THE EXERCISE
Swap "Target" for "Label" throughout the records and leave everything else as it is.

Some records

--------------------

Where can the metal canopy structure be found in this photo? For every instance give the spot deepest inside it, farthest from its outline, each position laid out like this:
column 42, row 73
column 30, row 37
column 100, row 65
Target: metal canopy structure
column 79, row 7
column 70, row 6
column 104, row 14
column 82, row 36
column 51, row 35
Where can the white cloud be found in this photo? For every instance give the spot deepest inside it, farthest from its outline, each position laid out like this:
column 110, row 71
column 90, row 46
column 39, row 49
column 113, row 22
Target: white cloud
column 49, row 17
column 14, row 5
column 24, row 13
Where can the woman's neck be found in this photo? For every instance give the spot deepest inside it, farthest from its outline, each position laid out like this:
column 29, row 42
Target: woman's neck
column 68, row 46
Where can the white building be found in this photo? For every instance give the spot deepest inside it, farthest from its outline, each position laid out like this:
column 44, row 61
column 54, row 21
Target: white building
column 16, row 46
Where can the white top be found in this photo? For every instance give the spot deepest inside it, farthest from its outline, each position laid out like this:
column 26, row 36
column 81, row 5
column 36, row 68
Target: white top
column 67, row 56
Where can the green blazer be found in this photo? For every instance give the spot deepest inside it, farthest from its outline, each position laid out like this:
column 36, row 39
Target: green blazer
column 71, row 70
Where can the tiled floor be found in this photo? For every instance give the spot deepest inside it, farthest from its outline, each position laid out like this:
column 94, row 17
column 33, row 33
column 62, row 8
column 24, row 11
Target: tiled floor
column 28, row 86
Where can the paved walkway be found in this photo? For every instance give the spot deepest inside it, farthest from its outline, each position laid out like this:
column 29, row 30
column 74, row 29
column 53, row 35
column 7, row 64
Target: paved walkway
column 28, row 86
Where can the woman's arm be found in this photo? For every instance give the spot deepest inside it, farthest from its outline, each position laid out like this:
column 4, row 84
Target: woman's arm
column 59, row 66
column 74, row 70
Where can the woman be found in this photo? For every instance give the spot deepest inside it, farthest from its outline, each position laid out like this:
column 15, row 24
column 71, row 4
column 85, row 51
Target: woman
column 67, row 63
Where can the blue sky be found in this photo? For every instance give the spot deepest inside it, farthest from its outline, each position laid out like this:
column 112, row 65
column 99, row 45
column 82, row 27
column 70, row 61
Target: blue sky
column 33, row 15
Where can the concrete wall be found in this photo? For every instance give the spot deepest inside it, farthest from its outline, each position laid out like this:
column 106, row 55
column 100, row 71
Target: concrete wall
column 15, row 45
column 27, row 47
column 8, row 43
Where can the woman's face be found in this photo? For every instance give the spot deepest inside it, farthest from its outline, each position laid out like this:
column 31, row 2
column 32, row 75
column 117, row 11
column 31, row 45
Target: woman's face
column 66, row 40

--------------------

EXPECTED ANSWER
Where can the metal canopy structure be found in this photo? For every instance give the spot deepest inside it, farthest from its outline, each position laid out like this:
column 42, row 73
column 30, row 37
column 100, row 65
Label: metal canopy structure
column 79, row 7
column 70, row 6
column 104, row 14
column 82, row 36
column 51, row 35
Where can the white cloud be found in this photo? For every instance give the spot deepest inside it, farthest from its outline, each position laid out like this:
column 110, row 71
column 90, row 46
column 39, row 49
column 113, row 22
Label: white cloud
column 49, row 17
column 14, row 5
column 24, row 13
Where can the woman's neck be found in this photo? For every instance give the spot deepest inside it, farthest from its outline, each position laid out like this:
column 29, row 42
Label: woman's neck
column 68, row 46
Where can the white building be found in this photo? For every instance give the spot deepest inside it, farthest from its outline, each position laid out like this:
column 44, row 61
column 54, row 21
Label: white building
column 16, row 46
Where can the white top be found in this photo? For every instance give the spot deepest inside it, farthest from its outline, each position laid out like this:
column 26, row 36
column 81, row 5
column 36, row 68
Label: white top
column 67, row 56
Where can the green blazer be found in this photo? For every instance give the spot deepest inside it, farthest from its outline, each position laid out like this:
column 36, row 39
Label: green blazer
column 71, row 70
Where can the tiled floor be found in this photo? For every instance give the spot deepest inside it, farthest from its outline, each position laid out like this:
column 94, row 17
column 33, row 33
column 62, row 8
column 24, row 11
Label: tiled floor
column 28, row 86
Where can the paved walkway be found in this photo? For every instance give the spot deepest inside it, farthest from its outline, each position laid out like this:
column 29, row 30
column 74, row 29
column 53, row 35
column 7, row 64
Label: paved walkway
column 28, row 86
Where can the woman's arm be found in this photo? For every instance give the spot deepest inside it, farthest from its outline, each position laid out like this:
column 4, row 84
Label: woman's arm
column 59, row 66
column 74, row 70
Where can the woman be found in this photo? For every instance give the spot deepest inside it, farthest from its outline, each position laid out like this:
column 15, row 24
column 71, row 4
column 85, row 51
Label: woman
column 67, row 63
Where can the blue sky be found in this photo? For every instance give the spot deepest inside it, farthest from its outline, each position laid out like this:
column 112, row 65
column 99, row 45
column 82, row 27
column 70, row 61
Label: blue sky
column 33, row 15
Where can the concrete wall be found in this photo? For every instance give the spot deepest inside it, farthest from its outline, each position laid out like this:
column 106, row 55
column 100, row 71
Label: concrete wall
column 15, row 45
column 27, row 47
column 8, row 43
Where can the woman's face be found in this photo? For every instance give the spot deepest inside it, farthest from its outline, each position laid out like this:
column 31, row 2
column 32, row 75
column 117, row 11
column 31, row 45
Label: woman's face
column 66, row 40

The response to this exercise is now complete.